CHALLENGE: Extract each line of the data below that contains the string "flower". Matches are case-sensitive.

DATA RECORDS:
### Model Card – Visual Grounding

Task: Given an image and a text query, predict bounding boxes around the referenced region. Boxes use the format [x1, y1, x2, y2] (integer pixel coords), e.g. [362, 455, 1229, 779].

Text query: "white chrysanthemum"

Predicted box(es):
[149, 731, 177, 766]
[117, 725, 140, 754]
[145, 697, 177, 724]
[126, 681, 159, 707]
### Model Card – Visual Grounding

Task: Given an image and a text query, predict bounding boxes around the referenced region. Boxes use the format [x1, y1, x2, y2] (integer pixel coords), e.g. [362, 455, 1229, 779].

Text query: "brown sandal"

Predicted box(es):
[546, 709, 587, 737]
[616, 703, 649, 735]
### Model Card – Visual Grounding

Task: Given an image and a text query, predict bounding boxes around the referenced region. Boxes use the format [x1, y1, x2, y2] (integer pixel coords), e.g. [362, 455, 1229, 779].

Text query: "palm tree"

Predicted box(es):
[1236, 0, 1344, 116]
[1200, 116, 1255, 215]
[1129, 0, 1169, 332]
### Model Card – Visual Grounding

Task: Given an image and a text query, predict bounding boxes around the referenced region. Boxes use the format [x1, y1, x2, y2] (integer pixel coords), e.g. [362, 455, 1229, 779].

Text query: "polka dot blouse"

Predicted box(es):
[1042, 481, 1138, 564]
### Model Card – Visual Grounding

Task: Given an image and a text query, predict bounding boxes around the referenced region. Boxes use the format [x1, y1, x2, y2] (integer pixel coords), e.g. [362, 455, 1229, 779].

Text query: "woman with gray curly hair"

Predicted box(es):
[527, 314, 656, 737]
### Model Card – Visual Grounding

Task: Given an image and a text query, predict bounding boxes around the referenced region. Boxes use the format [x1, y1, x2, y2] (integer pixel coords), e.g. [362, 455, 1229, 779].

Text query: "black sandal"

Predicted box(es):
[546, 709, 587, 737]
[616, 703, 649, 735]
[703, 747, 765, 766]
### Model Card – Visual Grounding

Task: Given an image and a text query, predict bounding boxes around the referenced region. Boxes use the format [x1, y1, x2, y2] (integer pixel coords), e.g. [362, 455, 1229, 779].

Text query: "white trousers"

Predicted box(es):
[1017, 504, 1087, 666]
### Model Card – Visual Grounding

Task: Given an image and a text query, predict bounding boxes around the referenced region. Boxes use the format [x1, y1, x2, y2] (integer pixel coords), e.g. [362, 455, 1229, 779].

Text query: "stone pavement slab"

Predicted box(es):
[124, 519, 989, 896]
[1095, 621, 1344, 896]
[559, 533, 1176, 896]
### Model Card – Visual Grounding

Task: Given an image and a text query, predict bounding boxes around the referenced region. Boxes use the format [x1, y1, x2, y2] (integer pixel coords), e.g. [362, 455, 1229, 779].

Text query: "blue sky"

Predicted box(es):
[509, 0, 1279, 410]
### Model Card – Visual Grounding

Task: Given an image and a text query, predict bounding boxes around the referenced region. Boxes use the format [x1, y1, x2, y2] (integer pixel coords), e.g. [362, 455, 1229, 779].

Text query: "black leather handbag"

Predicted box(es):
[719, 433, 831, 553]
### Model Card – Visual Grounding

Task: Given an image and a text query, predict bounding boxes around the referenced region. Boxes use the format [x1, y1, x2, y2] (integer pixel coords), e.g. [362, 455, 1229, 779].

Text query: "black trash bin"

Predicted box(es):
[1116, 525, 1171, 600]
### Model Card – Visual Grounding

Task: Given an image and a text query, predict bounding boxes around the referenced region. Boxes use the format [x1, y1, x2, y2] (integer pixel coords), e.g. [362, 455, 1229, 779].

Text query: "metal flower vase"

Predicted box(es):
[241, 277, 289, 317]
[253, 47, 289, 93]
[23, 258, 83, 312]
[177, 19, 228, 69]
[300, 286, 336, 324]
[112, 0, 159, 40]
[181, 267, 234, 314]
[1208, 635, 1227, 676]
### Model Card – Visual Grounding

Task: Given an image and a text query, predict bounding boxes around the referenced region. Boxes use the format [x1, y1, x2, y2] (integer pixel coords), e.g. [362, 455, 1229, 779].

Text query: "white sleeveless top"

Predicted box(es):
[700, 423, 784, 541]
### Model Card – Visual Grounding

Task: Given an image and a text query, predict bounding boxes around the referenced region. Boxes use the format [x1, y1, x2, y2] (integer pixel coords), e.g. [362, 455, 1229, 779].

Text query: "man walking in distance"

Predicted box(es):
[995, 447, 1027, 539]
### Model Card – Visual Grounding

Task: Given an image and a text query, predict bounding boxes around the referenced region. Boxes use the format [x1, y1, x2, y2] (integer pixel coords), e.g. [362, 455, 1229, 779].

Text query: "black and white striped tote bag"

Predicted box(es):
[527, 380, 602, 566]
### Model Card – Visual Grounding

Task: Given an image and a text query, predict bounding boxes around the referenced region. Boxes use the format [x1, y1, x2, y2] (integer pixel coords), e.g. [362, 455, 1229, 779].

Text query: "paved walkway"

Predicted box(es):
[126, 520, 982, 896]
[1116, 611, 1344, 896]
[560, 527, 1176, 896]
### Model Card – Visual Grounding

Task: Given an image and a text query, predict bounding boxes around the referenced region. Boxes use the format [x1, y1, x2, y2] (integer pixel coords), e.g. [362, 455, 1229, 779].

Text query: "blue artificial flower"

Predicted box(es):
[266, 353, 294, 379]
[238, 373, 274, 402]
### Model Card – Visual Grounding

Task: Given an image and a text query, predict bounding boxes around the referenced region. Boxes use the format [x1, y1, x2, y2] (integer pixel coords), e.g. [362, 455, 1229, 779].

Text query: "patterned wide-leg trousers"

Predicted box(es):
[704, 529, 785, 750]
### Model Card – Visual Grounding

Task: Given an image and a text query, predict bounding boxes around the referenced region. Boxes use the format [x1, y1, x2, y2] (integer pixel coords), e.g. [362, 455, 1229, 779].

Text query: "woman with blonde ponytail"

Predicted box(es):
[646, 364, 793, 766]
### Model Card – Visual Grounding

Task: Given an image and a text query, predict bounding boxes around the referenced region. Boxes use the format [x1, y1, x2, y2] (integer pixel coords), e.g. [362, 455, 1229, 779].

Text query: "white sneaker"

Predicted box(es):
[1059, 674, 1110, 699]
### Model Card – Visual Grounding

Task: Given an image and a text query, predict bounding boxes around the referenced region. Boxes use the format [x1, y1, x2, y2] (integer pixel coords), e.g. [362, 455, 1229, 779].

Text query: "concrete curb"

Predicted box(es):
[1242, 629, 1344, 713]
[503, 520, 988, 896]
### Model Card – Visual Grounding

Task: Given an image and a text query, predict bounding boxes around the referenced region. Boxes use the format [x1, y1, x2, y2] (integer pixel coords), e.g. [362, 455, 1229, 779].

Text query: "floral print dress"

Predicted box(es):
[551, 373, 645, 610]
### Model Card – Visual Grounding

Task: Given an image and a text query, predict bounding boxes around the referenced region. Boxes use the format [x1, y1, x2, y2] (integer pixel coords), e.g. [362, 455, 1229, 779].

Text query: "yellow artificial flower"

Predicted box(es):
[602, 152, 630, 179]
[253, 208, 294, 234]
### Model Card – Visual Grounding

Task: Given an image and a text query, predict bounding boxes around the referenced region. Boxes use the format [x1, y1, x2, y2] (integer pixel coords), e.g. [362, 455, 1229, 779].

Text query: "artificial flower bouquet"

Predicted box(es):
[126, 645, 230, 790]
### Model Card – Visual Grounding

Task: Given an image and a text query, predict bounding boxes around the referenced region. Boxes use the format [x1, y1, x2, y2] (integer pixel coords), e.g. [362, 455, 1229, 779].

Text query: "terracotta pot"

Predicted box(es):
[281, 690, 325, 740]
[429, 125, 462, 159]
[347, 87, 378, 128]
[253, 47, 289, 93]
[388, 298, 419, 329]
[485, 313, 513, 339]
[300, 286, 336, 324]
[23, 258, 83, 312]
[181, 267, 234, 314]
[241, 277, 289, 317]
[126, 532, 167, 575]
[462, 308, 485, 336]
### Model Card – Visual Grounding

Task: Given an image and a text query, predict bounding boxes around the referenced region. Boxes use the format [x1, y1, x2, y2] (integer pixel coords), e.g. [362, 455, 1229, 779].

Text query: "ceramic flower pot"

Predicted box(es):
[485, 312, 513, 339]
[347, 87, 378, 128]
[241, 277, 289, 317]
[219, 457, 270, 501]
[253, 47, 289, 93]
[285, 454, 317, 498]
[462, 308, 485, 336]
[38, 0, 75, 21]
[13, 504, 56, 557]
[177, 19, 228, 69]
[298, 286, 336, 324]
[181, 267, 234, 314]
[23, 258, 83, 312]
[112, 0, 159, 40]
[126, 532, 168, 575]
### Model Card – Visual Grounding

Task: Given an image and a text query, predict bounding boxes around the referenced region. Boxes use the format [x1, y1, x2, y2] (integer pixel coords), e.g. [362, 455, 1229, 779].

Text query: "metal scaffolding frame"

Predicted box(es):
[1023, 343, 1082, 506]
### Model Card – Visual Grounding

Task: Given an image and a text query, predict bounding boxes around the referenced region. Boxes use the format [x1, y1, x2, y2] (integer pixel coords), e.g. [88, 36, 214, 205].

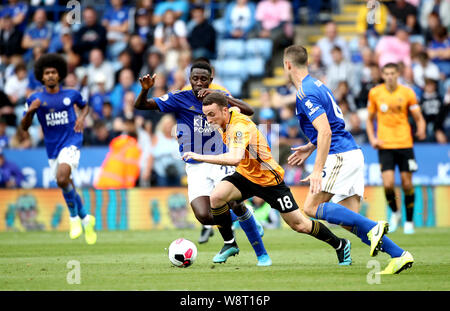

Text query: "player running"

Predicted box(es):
[366, 63, 426, 234]
[283, 45, 414, 274]
[19, 54, 97, 244]
[135, 62, 267, 265]
[183, 93, 351, 265]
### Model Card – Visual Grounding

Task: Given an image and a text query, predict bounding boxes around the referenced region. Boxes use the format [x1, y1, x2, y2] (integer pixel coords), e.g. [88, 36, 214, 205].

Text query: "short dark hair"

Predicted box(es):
[381, 63, 400, 71]
[34, 53, 67, 83]
[191, 61, 212, 74]
[284, 45, 308, 67]
[203, 91, 228, 107]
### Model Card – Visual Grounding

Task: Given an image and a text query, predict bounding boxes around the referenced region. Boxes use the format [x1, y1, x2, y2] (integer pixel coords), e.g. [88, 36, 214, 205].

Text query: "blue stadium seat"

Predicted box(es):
[212, 58, 248, 79]
[245, 38, 273, 60]
[221, 77, 244, 98]
[245, 56, 266, 77]
[217, 39, 245, 58]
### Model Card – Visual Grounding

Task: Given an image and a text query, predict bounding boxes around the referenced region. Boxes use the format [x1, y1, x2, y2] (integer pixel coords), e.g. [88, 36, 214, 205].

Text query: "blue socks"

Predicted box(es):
[233, 209, 267, 257]
[62, 184, 87, 219]
[316, 202, 403, 258]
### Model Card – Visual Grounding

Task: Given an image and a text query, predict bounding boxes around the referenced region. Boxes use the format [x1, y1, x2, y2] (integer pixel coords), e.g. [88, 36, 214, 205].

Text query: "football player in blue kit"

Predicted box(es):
[19, 54, 97, 244]
[135, 61, 271, 266]
[283, 45, 414, 274]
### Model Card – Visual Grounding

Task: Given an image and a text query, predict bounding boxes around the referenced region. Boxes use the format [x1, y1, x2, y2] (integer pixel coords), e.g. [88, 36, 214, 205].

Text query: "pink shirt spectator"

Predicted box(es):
[375, 36, 411, 67]
[256, 0, 292, 30]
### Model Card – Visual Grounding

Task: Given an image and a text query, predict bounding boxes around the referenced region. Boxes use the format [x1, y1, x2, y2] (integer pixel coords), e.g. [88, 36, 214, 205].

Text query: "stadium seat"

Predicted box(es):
[212, 58, 248, 79]
[217, 39, 245, 59]
[245, 56, 266, 77]
[245, 38, 273, 60]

EXERCISE ANSWER:
Text query: "metal flower vase"
Text query: "blue artificial flower"
Text query: "yellow artificial flower"
Text query: "artificial flower bouquet"
Text query: "ceramic flower pot"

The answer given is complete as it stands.